══ Material for the task ══

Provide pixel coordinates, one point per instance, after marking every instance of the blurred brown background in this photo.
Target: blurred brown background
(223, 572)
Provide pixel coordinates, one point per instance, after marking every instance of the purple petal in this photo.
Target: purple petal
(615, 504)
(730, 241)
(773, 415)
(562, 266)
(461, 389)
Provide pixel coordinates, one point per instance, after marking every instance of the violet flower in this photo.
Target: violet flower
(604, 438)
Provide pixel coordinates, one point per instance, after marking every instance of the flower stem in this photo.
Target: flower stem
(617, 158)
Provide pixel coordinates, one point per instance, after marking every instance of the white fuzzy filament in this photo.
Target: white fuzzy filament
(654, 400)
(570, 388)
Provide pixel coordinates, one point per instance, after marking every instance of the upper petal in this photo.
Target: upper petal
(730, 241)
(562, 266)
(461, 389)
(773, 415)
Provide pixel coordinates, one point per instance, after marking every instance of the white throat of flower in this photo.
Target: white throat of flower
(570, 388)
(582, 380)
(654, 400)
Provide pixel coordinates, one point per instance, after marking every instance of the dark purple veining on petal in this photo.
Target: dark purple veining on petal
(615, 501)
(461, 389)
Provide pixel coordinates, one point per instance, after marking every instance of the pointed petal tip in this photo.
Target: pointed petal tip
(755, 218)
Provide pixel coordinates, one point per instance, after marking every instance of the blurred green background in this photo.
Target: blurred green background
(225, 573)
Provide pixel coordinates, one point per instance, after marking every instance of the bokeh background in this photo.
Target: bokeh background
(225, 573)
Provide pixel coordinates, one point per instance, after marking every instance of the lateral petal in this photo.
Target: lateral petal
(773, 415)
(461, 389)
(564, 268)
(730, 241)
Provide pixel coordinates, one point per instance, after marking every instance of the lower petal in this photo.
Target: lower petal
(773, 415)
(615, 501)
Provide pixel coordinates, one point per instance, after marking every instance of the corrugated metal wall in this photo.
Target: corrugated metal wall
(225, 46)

═══

__To do__. Print exactly the stretch of lines beginning with the one that holds "upper petal in this photo." and ending at the last line above.

__Task answer__.
Provide pixel coordinates, one point per instance, after marking every instance of the upper petal in this photo.
Target: upper petal
(730, 241)
(562, 266)
(461, 389)
(773, 415)
Provide pixel coordinates, one point per instance, after marking every instance of the white throat of flower in this photo.
Target: white throat of flower
(570, 388)
(582, 380)
(654, 400)
Provide pixel coordinates, one point per instance, after marking every instance of the dark purple veining on petal in this photo.
Target: dark purple veining on petal
(615, 501)
(461, 389)
Provide pixel coordinates, one point per instance, after marking every instance of the pointed petal tip in this photo.
Target: pointed petal tip
(755, 218)
Provide pixel coordinates, one point per instance, after marking every instance of the blurred green background in this photo.
Target: blurred green background
(225, 573)
Provide pixel coordinates, one point per instance, after marking every instance of the bokeh background in this photo.
Target: bokeh background
(225, 573)
Provide pixel coordinates, one point per instance, after marking every instance of the lateral petal in this photo.
Target: lateral petal
(773, 415)
(461, 389)
(564, 268)
(730, 241)
Provide pixel coordinates, one point per instance, after marking every instance of the lower petal in this photo.
Target: lower petal
(773, 415)
(615, 501)
Provide pixel coordinates, one point per instance, after marking every instance of the corrugated metal wall in this photo.
Target: corrugated metal wall
(225, 46)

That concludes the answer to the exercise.